Your objective:
Copy exactly the stretch of data below from the line with "Confirm that each instance of the shirt button" through the line with "Confirm that each instance of the eye receives", including both of those lines.

========================================================================

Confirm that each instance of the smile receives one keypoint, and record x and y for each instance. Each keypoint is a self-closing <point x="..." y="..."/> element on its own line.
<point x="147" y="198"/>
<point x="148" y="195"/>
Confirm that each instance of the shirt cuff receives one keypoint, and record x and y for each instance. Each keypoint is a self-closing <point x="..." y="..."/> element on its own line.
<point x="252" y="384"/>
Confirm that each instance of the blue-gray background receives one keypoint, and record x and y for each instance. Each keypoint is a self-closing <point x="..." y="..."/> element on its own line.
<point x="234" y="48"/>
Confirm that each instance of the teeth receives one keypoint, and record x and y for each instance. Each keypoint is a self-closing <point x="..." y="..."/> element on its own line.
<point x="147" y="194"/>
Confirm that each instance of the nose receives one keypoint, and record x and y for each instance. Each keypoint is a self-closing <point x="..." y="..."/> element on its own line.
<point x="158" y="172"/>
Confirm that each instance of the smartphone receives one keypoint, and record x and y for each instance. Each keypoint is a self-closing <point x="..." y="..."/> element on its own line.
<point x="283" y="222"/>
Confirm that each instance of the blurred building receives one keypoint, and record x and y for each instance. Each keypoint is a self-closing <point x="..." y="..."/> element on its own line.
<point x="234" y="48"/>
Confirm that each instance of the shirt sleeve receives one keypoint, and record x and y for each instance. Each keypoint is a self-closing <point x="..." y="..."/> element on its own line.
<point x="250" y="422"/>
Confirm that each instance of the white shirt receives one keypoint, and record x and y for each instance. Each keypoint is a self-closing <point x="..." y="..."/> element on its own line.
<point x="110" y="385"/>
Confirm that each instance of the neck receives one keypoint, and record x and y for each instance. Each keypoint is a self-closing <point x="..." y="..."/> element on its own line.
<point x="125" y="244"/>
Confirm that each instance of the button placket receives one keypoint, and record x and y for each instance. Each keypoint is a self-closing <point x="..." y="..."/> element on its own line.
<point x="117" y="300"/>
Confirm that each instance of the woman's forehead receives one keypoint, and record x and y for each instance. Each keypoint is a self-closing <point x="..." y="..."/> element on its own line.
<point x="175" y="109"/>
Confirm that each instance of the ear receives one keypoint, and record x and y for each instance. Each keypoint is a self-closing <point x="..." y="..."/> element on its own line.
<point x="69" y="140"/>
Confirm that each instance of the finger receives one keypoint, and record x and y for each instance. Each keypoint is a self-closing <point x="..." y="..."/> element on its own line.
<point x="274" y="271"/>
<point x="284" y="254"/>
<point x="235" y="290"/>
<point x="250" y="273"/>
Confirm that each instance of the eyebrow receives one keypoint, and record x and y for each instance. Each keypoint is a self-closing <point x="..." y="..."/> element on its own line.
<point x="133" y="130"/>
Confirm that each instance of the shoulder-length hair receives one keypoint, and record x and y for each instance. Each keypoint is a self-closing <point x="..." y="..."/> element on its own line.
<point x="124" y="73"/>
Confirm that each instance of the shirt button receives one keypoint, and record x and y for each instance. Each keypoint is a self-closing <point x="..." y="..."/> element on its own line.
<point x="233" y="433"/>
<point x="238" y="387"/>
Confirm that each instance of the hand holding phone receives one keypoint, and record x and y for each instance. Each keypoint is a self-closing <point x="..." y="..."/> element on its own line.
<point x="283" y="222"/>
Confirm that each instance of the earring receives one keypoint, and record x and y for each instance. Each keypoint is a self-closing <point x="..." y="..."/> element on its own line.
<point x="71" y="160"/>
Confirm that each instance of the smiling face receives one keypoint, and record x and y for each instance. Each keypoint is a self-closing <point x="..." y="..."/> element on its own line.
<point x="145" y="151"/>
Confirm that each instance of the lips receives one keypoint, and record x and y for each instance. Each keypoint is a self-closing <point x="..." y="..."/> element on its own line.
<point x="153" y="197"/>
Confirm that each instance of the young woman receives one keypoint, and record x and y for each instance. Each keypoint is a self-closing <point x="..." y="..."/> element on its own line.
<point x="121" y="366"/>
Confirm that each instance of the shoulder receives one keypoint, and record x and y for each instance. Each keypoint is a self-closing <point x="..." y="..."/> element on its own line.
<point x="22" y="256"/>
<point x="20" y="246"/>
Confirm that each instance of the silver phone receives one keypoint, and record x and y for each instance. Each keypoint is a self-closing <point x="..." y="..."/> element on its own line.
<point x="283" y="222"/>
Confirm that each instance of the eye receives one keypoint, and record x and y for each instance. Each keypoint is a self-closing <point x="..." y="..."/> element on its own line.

========================================================================

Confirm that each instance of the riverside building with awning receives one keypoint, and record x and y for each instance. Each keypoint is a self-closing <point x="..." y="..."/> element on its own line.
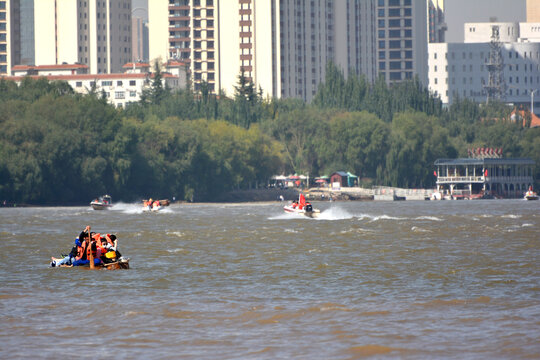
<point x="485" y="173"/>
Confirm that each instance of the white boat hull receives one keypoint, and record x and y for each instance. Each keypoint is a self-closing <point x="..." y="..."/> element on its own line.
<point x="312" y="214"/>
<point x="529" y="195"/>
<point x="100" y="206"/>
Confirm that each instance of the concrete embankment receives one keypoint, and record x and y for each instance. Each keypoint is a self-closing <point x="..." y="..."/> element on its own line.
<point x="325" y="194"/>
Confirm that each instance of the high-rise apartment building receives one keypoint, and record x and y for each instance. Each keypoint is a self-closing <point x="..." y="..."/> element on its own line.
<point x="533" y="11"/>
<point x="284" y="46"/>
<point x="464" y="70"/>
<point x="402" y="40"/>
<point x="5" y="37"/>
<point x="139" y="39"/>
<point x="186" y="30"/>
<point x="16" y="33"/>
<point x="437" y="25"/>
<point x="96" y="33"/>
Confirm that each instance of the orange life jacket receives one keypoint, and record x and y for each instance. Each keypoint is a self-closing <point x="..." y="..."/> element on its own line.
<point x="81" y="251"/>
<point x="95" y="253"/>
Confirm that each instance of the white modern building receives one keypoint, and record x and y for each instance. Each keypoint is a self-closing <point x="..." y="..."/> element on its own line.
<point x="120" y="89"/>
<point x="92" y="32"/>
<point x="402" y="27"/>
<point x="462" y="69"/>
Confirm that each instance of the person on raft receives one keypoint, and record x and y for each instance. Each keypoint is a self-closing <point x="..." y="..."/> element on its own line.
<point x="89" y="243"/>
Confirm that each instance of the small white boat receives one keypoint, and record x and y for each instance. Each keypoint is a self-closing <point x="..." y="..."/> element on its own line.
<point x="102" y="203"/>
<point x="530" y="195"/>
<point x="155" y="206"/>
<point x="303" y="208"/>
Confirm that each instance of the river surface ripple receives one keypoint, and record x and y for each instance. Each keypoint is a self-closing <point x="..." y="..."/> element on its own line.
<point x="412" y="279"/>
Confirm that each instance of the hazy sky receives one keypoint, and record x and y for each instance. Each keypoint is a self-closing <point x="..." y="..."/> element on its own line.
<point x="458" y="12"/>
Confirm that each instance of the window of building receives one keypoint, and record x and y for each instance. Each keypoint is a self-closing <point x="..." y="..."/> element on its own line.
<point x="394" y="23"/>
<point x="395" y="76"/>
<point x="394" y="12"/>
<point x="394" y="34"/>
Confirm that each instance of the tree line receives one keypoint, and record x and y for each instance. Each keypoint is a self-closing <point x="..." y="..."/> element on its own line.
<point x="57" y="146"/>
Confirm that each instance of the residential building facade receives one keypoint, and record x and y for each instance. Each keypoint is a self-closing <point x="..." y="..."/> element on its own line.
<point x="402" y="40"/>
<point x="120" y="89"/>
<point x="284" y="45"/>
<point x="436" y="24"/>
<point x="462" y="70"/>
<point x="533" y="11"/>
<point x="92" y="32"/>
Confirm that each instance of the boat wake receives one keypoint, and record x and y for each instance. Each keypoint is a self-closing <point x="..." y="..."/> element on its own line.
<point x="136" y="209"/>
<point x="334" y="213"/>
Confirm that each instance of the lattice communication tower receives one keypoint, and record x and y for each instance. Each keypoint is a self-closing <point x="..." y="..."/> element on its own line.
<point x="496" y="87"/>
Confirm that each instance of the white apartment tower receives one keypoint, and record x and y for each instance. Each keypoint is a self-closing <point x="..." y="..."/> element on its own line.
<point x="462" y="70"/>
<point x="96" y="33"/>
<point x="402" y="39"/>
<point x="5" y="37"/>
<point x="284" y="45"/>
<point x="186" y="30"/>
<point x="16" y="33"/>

========================================================================

Solved problem:
Confirm that each instance of the shirt button receives one keypoint, and record x and y for each instance. Each keypoint is a self-closing <point x="..." y="..."/> element on its own line.
<point x="233" y="433"/>
<point x="238" y="387"/>
Confirm that each instance of the hand holding phone receives one keypoint, and record x and y for each instance. Each keypoint is a self-closing <point x="..." y="..."/> element on its own line.
<point x="283" y="222"/>
Confirm that each instance of the earring receives one keypoint, and record x and y for each instance. Each keypoint is a self-closing <point x="..." y="..."/> element on its own line.
<point x="71" y="160"/>
Confirm that each instance of the smiling face receives one keypoint, and record x and y for each instance. Each keypoint is a self-closing <point x="..." y="..."/> element on its own line.
<point x="145" y="151"/>
Confirm that each instance of the lips receives one keypoint, and record x and y for each instance. Each keypoint is a self-closing <point x="..." y="..."/> element on its own line.
<point x="153" y="197"/>
Confirm that each instance of the young woman receives one keypoint, and record x and y for each instance. Each keypoint is a self-closing <point x="..." y="..."/> element on its own line.
<point x="121" y="366"/>
Confirm that each instance of the shoulder receives one keypoint, and record x and y for each instance. Each keypoint is a self-closing <point x="..." y="..."/> element on its own line.
<point x="22" y="256"/>
<point x="20" y="246"/>
Confirm that each instance of the silver phone receives one keypoint, and record x and y for each instance. Each keypoint is a self-closing <point x="..." y="..."/> element on its own line.
<point x="283" y="222"/>
Confirm that each instance of the eye receives one keypoint, and record x and y for each instance. Each keypoint is a self-closing <point x="..." y="..."/> element on its own line.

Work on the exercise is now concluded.